##### Data #####
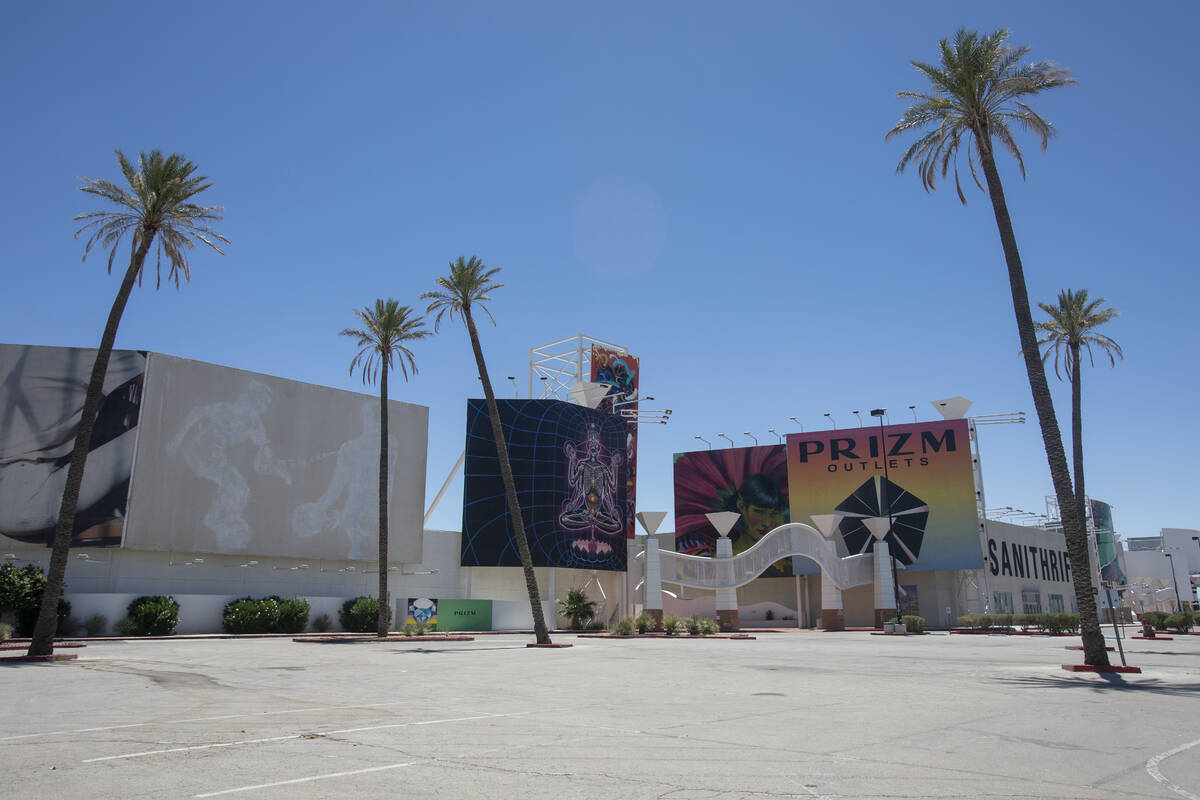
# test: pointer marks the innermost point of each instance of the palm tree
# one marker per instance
(977, 95)
(577, 608)
(156, 209)
(382, 341)
(1069, 330)
(469, 284)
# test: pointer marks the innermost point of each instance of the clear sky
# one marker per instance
(706, 184)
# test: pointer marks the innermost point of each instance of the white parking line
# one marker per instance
(297, 735)
(227, 716)
(305, 780)
(1152, 768)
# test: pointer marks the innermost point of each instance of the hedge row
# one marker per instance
(1048, 623)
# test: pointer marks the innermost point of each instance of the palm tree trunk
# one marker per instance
(510, 488)
(42, 643)
(1077, 429)
(382, 623)
(1051, 437)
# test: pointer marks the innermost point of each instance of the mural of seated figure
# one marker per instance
(592, 480)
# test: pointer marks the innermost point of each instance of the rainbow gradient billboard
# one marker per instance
(928, 491)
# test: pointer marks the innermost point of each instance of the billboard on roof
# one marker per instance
(924, 505)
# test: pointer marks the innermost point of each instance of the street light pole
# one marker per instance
(1175, 583)
(883, 453)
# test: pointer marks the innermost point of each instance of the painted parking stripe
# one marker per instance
(297, 735)
(305, 780)
(1152, 768)
(225, 716)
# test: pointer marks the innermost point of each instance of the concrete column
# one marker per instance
(653, 584)
(885, 589)
(832, 615)
(726, 599)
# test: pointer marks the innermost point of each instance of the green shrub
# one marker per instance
(153, 615)
(1158, 619)
(96, 624)
(1180, 621)
(361, 615)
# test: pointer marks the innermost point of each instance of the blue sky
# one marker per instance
(706, 184)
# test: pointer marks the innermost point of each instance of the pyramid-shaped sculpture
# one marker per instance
(867, 509)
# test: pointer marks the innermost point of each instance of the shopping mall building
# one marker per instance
(210, 483)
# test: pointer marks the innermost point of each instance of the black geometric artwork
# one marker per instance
(568, 464)
(909, 517)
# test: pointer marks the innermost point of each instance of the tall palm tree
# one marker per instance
(469, 284)
(1069, 330)
(977, 96)
(382, 342)
(156, 209)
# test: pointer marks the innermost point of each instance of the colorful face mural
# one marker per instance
(619, 372)
(41, 401)
(569, 467)
(924, 507)
(750, 481)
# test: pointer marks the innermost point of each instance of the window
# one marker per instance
(1002, 602)
(1031, 601)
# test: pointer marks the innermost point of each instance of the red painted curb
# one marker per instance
(53, 656)
(1080, 647)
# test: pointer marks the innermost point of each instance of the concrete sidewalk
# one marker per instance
(785, 715)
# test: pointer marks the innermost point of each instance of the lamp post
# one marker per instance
(1175, 583)
(883, 453)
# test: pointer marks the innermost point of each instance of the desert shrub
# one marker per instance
(21, 593)
(1180, 621)
(1158, 619)
(361, 614)
(95, 625)
(153, 615)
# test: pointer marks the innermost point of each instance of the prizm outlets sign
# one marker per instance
(865, 452)
(1018, 560)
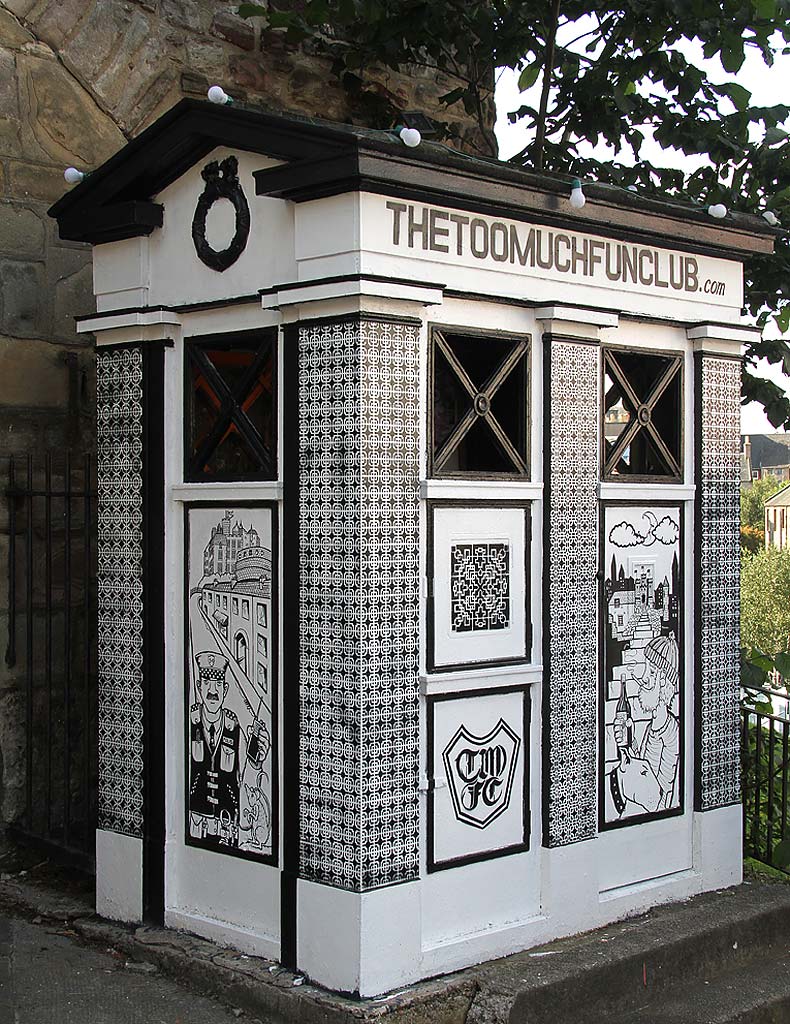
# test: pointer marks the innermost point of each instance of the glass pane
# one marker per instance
(244, 448)
(509, 408)
(617, 413)
(233, 364)
(480, 452)
(666, 416)
(481, 357)
(451, 400)
(642, 372)
(204, 408)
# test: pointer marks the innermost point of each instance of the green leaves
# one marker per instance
(529, 76)
(620, 75)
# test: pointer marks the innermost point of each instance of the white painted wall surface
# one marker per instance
(461, 915)
(229, 899)
(119, 877)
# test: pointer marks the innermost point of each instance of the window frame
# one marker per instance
(251, 341)
(678, 356)
(511, 336)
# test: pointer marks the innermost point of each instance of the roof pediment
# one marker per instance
(319, 159)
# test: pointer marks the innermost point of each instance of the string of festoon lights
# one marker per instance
(718, 211)
(412, 138)
(409, 136)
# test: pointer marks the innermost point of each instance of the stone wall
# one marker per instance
(79, 78)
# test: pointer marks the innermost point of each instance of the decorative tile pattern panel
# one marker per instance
(480, 586)
(119, 398)
(719, 583)
(359, 600)
(572, 613)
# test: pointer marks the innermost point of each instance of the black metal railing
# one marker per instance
(764, 740)
(50, 656)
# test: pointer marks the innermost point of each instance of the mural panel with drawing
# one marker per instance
(232, 680)
(641, 700)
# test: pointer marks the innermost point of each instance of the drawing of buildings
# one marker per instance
(236, 596)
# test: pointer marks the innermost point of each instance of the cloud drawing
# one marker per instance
(667, 530)
(623, 535)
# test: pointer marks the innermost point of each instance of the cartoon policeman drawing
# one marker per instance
(646, 778)
(216, 749)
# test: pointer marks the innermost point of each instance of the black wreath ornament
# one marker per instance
(221, 182)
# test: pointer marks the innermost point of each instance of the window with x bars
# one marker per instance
(642, 416)
(479, 418)
(231, 408)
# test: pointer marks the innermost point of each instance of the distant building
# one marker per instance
(764, 456)
(778, 519)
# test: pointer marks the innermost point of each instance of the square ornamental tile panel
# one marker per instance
(479, 580)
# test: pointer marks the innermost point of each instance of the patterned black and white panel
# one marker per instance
(572, 558)
(480, 587)
(359, 601)
(119, 399)
(719, 583)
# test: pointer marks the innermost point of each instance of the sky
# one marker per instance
(767, 86)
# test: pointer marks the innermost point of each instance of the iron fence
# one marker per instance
(50, 655)
(765, 783)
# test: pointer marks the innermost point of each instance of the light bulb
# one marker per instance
(577, 199)
(217, 95)
(410, 137)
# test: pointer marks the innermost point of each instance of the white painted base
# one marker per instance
(119, 877)
(374, 942)
(328, 935)
(359, 942)
(718, 847)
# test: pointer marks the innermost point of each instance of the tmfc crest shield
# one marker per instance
(480, 773)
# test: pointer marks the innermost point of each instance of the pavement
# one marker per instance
(47, 975)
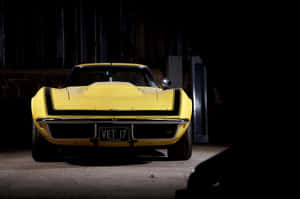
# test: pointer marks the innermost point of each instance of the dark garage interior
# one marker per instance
(188, 42)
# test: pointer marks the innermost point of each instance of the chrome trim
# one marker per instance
(113, 121)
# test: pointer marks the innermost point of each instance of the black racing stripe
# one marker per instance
(52, 111)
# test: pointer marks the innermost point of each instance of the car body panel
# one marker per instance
(113, 102)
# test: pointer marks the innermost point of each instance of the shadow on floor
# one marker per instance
(113, 157)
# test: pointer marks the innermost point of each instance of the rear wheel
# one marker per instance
(42, 150)
(181, 150)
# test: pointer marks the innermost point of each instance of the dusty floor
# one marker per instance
(76, 177)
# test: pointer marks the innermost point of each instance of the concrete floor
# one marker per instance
(76, 177)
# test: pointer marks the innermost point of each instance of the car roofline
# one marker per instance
(111, 64)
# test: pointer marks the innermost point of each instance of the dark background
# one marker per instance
(40, 41)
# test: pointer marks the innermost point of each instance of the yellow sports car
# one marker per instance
(111, 105)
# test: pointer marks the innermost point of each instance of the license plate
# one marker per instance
(114, 134)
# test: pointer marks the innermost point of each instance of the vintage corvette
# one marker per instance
(111, 105)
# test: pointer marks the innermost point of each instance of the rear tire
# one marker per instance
(42, 150)
(181, 150)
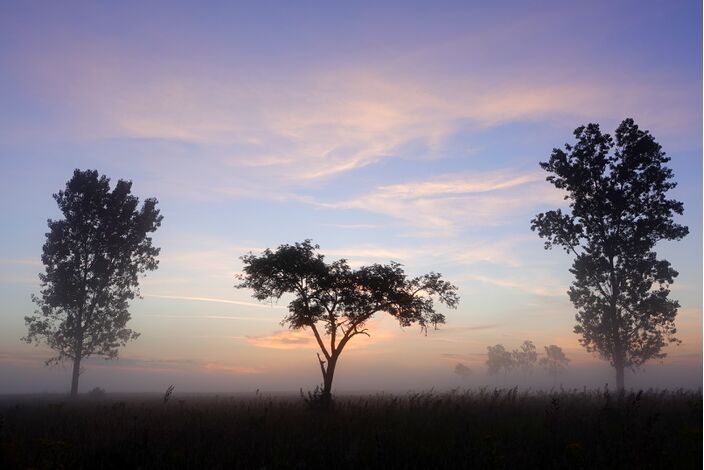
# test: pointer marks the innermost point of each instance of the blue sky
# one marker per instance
(404, 131)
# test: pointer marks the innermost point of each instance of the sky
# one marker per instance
(404, 131)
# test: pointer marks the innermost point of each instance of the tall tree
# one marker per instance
(618, 211)
(93, 258)
(525, 357)
(554, 362)
(498, 359)
(336, 302)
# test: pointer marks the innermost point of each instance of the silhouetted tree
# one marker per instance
(525, 357)
(462, 370)
(334, 300)
(554, 362)
(618, 211)
(498, 359)
(93, 258)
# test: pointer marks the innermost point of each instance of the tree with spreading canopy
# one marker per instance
(93, 258)
(336, 301)
(618, 211)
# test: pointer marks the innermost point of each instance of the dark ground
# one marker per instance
(473, 429)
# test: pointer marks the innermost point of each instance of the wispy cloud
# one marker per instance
(531, 287)
(284, 339)
(209, 299)
(446, 203)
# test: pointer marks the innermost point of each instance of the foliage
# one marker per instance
(93, 258)
(336, 301)
(472, 429)
(525, 358)
(618, 211)
(462, 370)
(554, 362)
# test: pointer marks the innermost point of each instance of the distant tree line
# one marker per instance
(525, 359)
(616, 189)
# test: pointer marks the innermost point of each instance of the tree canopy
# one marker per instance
(93, 258)
(616, 189)
(336, 301)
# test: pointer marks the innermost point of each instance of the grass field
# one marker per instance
(462, 429)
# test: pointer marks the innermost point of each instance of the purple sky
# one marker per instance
(407, 132)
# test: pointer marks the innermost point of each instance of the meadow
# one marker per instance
(485, 428)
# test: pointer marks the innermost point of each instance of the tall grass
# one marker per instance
(462, 429)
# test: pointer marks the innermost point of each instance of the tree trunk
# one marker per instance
(619, 376)
(76, 373)
(327, 379)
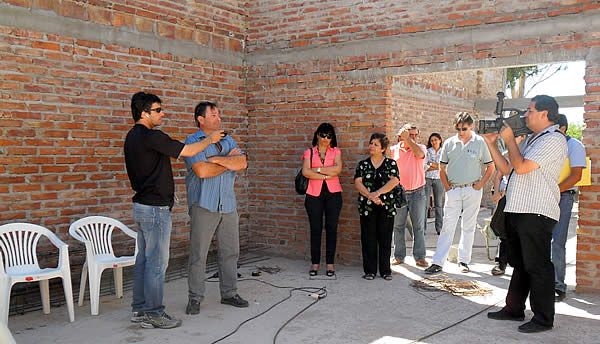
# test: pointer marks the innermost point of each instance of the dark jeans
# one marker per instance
(376, 235)
(437, 187)
(329, 204)
(528, 240)
(502, 252)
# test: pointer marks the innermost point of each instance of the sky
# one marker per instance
(568, 82)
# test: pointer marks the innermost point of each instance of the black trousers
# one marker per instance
(502, 252)
(329, 204)
(376, 241)
(529, 238)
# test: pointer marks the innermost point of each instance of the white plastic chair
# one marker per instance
(96, 232)
(18, 243)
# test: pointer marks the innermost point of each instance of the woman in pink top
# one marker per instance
(324, 195)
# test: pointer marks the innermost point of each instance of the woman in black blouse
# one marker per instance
(375, 179)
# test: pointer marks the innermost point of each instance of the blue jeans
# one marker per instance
(438, 202)
(416, 207)
(153, 237)
(559, 240)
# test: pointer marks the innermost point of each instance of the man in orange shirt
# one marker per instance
(410, 157)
#####
**Written problem:** Swap "innermost" for "central" throughout the stretch from the start of the items through the line that contains "(1048, 623)", and leave everything else unchanged. Give only those lines, with the pictures left out.

**Correct response:**
# test: pointer marks the central point of each instance of the palm tree
# one marker per instance
(977, 95)
(577, 608)
(156, 209)
(382, 341)
(1069, 330)
(469, 284)
# test: pointer marks the central point of each instance of the clear sky
# one marker per instance
(706, 184)
# test: pointer marks the central point of each instance of the white parking line
# one marker per instance
(297, 735)
(227, 716)
(305, 780)
(1152, 768)
# test: pointer marks the central point of each instance of the hedge row
# one marker per instance
(1048, 623)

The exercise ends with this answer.